___ Materiale dell'esercizio ___

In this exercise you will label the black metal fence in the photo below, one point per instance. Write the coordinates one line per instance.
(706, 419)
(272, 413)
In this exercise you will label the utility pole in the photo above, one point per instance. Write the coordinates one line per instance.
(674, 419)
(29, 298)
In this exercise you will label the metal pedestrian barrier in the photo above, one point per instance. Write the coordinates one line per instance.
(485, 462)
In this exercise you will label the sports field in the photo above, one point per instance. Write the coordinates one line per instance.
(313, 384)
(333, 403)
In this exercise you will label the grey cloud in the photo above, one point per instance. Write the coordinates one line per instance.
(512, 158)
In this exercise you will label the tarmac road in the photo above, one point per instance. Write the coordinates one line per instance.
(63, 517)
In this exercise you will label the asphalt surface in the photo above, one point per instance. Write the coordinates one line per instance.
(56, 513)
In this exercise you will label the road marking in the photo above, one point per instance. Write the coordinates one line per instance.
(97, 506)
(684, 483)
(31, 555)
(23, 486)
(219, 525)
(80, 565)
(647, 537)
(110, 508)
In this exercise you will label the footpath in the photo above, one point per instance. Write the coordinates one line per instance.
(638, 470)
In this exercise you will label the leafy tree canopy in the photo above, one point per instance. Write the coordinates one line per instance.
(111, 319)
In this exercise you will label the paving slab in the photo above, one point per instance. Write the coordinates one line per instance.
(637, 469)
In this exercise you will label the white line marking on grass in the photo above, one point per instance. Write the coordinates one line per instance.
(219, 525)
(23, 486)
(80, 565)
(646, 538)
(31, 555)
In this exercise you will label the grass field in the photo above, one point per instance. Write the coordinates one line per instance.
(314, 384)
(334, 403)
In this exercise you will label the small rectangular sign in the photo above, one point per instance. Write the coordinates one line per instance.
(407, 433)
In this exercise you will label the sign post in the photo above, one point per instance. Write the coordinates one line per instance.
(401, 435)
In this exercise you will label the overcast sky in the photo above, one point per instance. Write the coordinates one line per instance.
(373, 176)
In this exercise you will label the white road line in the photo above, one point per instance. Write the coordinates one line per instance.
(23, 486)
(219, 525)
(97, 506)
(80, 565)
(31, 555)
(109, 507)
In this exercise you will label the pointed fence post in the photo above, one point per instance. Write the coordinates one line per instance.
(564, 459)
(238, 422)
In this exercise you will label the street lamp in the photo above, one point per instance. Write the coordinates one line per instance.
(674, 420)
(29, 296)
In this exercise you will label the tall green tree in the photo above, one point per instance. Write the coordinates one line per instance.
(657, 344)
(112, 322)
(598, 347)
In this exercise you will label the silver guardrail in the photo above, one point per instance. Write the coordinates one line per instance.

___

* [Problema scritto] Riporta tutto il materiale qui sopra come tabella Markdown con due colonne: «N.» per il numero progressivo e «Testo» per la riga corrispondente. Salta le righe vuote.

* [Soluzione esercizio]
| N. | Testo |
|---|---|
| 1 | In this exercise you will label the black metal fence in the photo below, one point per instance. Write the coordinates one line per instance. |
| 2 | (706, 419) |
| 3 | (272, 413) |
| 4 | In this exercise you will label the utility pole in the photo above, one point per instance. Write the coordinates one line per instance. |
| 5 | (674, 419) |
| 6 | (29, 298) |
| 7 | In this exercise you will label the metal pedestrian barrier in the photo above, one point per instance. Write the coordinates one line per instance. |
| 8 | (485, 462) |
| 9 | In this exercise you will label the sports field in the photo above, one point per instance. Write the coordinates one line per instance. |
| 10 | (313, 384) |
| 11 | (333, 403) |
| 12 | In this exercise you will label the grey cloud in the photo above, one point per instance. Write the coordinates one line per instance. |
| 13 | (512, 158) |
| 14 | In this exercise you will label the tarmac road in the photo above, one point per instance. Write the coordinates one line per instance. |
| 15 | (63, 517) |
| 16 | In this exercise you will label the asphalt surface in the photo above, one point per instance. Write the coordinates one line per instance. |
| 17 | (56, 513) |
| 18 | In this exercise you will label the road marking in the photo above, one point per instance. Write the coordinates one line per instance. |
| 19 | (97, 506) |
| 20 | (684, 483) |
| 21 | (31, 555) |
| 22 | (23, 486) |
| 23 | (219, 525) |
| 24 | (80, 565) |
| 25 | (647, 537) |
| 26 | (110, 508) |
| 27 | In this exercise you will label the footpath in the photo above, one point per instance. Write the coordinates one line per instance. |
| 28 | (638, 470) |
| 29 | In this exercise you will label the leafy tree canopy in the photo above, one point per instance. Write the coordinates one line per instance. |
| 30 | (111, 319) |
| 31 | In this exercise you will label the paving slab in the photo above, one point per instance. Write the coordinates one line per instance. |
| 32 | (637, 469) |
| 33 | In this exercise you will label the white line marking on grass in the photo above, one point per instance. Write the coordinates one line per instance. |
| 34 | (219, 525) |
| 35 | (23, 486) |
| 36 | (80, 565) |
| 37 | (646, 538) |
| 38 | (31, 555) |
| 39 | In this exercise you will label the grass field in the photo above, one point per instance. Write the coordinates one line per instance. |
| 40 | (314, 384) |
| 41 | (334, 403) |
| 42 | In this exercise you will label the small rectangular sign in the photo above, one point per instance. Write the coordinates one line per instance. |
| 43 | (407, 433) |
| 44 | In this exercise you will label the sign post in the photo above, one point per instance. Write the coordinates one line per instance. |
| 45 | (401, 435) |
| 46 | In this exercise you will label the overcast sky in the photo above, one point per instance. Write the coordinates one line per instance. |
| 47 | (373, 176) |
| 48 | In this exercise you will label the white road line in the photo above, one point per instance. Write the coordinates one line per instance. |
| 49 | (23, 486) |
| 50 | (219, 525) |
| 51 | (97, 506) |
| 52 | (80, 565) |
| 53 | (31, 555) |
| 54 | (109, 507) |
| 55 | In this exercise you will label the pointed fence post in the photo above, one point per instance. Write the coordinates one line per instance. |
| 56 | (564, 459) |
| 57 | (238, 422) |
| 58 | In this exercise you will label the street lamp in the photo above, one point per instance. Write the coordinates one line per instance. |
| 59 | (674, 420) |
| 60 | (29, 296) |
| 61 | In this exercise you will label the tall green tree in the photo above, one point per instance. Write the coordinates one line per instance. |
| 62 | (657, 344) |
| 63 | (112, 322) |
| 64 | (598, 347) |
| 65 | In this exercise you will label the silver guardrail in the photo above, one point per instance. Write the coordinates one line per instance. |